# Data for processing:
☆ ☆ ☆

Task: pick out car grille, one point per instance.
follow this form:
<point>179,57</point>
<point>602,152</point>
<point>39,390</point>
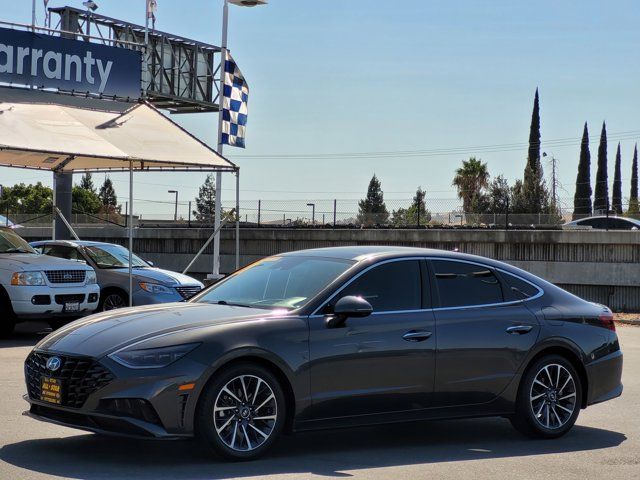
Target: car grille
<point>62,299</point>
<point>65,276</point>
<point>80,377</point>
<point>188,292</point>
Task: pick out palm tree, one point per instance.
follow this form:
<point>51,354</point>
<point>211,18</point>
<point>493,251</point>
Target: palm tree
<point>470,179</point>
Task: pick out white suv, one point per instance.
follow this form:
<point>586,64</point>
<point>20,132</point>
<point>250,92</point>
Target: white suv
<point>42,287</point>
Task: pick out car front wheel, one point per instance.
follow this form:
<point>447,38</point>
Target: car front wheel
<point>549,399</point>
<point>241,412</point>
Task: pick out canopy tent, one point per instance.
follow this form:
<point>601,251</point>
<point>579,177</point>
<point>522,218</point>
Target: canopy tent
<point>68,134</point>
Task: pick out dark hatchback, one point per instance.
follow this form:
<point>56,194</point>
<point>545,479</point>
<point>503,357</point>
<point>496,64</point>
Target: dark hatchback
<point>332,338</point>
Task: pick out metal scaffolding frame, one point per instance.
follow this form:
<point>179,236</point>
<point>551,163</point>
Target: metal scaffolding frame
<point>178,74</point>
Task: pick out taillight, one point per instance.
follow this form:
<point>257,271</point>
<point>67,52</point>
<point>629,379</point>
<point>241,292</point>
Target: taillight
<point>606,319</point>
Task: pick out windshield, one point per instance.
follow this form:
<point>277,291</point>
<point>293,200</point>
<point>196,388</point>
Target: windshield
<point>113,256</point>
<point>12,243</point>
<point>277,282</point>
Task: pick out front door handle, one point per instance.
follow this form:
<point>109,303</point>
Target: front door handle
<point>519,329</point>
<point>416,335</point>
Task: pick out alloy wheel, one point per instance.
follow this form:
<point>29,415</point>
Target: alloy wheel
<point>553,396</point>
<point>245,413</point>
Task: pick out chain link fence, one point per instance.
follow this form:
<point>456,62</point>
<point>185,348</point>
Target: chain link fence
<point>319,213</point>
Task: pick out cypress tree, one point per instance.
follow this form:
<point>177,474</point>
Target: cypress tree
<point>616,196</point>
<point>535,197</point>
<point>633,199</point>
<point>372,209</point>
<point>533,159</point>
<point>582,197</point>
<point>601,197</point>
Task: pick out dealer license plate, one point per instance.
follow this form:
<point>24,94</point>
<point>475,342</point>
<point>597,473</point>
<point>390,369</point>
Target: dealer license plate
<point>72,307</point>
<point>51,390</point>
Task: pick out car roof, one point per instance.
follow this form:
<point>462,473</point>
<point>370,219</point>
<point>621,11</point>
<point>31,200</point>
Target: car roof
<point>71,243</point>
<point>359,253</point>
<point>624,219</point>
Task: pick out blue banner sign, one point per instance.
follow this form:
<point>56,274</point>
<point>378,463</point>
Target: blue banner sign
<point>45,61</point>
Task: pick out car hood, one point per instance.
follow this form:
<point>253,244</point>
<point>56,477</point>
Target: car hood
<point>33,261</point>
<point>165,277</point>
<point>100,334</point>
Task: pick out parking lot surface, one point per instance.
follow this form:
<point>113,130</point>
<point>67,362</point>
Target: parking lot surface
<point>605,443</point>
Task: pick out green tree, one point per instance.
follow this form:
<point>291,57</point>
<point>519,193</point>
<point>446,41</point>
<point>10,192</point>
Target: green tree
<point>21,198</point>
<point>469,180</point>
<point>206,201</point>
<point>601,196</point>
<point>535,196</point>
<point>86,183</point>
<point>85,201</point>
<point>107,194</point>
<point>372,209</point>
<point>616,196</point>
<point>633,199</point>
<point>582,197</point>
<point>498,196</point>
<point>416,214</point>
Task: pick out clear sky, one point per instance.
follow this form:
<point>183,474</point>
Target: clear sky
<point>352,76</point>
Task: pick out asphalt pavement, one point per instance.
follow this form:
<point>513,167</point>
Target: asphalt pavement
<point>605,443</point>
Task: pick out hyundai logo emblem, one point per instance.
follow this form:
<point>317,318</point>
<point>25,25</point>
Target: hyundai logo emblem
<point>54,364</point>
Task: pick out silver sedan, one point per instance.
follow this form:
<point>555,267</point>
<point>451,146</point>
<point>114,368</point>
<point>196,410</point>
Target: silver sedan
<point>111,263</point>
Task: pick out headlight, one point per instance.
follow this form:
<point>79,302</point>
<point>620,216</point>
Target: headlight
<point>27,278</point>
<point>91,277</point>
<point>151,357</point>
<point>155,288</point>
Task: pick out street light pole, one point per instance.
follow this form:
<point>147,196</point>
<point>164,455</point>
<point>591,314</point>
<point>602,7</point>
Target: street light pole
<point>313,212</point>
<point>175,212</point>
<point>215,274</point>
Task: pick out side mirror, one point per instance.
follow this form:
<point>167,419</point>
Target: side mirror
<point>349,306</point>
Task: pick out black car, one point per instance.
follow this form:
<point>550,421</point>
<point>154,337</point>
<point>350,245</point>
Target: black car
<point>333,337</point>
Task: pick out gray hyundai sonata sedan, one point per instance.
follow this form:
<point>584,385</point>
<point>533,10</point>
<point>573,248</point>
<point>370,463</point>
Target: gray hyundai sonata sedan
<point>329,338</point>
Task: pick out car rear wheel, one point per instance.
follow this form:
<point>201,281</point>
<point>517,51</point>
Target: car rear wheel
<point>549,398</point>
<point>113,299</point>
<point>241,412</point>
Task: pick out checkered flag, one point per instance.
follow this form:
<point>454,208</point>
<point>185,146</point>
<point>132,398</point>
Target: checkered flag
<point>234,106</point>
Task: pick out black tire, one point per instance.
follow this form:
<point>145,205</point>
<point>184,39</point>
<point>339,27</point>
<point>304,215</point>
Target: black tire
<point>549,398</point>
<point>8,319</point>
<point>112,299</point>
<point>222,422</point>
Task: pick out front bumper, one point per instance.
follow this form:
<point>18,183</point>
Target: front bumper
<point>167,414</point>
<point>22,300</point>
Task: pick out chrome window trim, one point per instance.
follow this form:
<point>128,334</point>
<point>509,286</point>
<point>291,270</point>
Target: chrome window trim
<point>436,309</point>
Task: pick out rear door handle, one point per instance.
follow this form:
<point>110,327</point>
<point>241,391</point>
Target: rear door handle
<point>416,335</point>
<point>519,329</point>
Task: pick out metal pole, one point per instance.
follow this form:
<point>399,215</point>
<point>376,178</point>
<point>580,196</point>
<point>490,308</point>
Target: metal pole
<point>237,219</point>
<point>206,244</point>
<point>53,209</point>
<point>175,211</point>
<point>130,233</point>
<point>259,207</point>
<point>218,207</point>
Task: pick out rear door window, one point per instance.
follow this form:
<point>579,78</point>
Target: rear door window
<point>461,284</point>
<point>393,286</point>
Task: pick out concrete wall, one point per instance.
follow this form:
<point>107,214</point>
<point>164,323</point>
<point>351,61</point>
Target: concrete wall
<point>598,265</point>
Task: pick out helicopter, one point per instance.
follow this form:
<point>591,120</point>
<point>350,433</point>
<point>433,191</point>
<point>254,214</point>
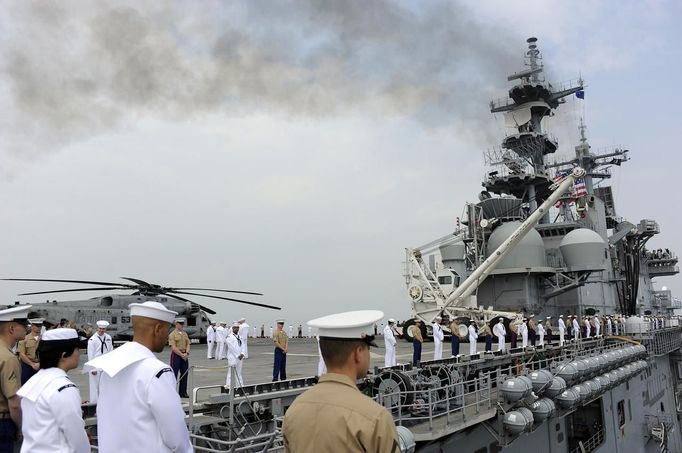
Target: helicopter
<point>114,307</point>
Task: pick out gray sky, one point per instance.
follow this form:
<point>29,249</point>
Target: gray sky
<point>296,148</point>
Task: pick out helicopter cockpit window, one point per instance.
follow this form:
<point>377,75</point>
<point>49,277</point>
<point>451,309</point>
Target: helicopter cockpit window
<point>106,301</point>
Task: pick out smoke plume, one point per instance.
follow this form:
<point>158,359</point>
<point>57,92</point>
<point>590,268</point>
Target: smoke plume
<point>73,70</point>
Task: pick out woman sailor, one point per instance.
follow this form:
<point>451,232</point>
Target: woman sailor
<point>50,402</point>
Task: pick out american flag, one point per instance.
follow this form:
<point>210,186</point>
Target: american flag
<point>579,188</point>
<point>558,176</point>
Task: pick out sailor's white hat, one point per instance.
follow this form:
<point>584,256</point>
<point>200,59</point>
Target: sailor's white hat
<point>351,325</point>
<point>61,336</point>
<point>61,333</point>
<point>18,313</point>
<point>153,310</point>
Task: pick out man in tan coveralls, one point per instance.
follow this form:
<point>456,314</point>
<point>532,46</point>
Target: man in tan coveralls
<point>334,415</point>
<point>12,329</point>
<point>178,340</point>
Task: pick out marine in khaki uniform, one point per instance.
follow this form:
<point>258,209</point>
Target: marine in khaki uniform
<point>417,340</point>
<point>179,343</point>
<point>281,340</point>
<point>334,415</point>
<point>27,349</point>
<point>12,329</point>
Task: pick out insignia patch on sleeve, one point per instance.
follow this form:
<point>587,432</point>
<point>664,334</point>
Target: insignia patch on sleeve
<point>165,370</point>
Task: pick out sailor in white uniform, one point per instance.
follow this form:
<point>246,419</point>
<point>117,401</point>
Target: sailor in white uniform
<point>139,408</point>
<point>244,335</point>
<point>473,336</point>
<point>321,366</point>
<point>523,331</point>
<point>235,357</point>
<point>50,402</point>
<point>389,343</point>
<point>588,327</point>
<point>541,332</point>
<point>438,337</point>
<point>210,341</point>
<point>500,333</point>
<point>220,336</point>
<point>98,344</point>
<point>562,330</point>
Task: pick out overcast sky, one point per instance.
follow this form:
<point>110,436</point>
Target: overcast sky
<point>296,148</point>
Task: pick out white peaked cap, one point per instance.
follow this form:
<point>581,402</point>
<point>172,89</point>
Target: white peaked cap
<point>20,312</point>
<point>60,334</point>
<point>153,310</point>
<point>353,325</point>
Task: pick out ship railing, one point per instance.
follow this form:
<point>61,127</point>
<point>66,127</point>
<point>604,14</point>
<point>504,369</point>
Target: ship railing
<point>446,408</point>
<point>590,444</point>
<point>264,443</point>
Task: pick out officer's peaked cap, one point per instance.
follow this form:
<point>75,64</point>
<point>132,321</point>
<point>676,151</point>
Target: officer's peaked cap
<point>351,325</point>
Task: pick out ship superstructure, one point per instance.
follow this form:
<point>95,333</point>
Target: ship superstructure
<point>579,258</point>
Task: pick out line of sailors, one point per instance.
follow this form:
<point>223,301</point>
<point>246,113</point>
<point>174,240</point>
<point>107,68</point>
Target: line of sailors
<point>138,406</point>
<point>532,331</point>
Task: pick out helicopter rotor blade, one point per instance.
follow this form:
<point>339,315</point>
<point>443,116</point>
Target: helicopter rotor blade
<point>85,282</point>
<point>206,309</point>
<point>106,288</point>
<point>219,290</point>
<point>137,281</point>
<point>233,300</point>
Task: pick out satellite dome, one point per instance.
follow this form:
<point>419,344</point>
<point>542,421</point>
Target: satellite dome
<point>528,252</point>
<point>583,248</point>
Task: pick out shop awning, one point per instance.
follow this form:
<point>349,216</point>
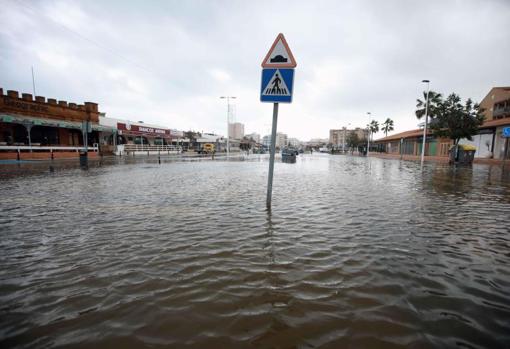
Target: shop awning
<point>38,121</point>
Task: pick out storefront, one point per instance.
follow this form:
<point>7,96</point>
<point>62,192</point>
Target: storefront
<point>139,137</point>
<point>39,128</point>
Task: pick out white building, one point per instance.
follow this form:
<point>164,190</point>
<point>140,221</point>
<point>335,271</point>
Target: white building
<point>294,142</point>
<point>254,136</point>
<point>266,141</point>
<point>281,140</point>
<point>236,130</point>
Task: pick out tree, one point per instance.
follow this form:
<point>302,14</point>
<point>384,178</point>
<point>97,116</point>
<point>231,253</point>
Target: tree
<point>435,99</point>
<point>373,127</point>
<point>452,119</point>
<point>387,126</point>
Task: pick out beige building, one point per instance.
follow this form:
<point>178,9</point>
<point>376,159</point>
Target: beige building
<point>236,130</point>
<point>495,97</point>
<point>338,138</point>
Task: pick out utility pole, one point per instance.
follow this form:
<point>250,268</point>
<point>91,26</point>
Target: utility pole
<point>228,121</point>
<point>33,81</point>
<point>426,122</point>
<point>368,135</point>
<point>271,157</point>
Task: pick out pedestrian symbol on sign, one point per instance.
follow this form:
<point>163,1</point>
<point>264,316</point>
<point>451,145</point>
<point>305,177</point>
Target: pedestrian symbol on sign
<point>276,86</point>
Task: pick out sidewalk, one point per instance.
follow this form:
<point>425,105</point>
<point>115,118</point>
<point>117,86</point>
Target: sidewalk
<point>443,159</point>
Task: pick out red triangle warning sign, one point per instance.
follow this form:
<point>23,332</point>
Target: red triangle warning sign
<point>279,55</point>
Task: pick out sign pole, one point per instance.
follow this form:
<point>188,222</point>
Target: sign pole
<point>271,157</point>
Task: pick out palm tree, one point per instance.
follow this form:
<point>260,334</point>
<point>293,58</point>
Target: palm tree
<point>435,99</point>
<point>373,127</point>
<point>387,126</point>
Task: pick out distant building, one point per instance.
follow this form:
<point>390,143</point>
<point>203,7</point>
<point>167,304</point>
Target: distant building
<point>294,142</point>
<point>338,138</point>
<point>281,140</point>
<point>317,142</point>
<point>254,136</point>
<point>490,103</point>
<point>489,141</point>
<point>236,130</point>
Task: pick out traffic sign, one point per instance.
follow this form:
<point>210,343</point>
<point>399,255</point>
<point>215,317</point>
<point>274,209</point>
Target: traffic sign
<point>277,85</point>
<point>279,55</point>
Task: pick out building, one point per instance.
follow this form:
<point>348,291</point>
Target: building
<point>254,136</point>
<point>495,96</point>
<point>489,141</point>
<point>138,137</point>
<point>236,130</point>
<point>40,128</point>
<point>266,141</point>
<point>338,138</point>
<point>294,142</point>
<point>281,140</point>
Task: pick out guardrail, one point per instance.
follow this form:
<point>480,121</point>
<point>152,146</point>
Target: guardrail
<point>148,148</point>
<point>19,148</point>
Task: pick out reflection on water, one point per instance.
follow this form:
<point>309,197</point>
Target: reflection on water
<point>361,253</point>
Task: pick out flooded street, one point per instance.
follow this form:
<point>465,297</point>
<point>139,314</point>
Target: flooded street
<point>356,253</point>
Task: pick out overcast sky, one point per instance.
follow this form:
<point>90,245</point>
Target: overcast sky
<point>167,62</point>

☆ ☆ ☆

# Your assignment:
Give back exactly the lines from the top of the records to the line containing "Task: pick out canopy", both included, and no pictures.

# Reply:
Task: pick out car grille, one point per instance.
follow this form:
<point>179,57</point>
<point>602,152</point>
<point>39,390</point>
Target: car grille
<point>62,299</point>
<point>65,276</point>
<point>80,377</point>
<point>188,292</point>
Task: pick out palm tree, one point per instance.
follow this form:
<point>51,354</point>
<point>211,18</point>
<point>493,251</point>
Target: palm tree
<point>470,179</point>
Task: pick out white suv, one point per instance.
follow this form:
<point>586,64</point>
<point>20,132</point>
<point>250,92</point>
Target: white suv
<point>42,287</point>
Task: pick out car front wheel, one point per instance.
follow this form:
<point>447,38</point>
Target: car front wheel
<point>549,399</point>
<point>241,412</point>
Task: pick out canopy tent, one point per instance.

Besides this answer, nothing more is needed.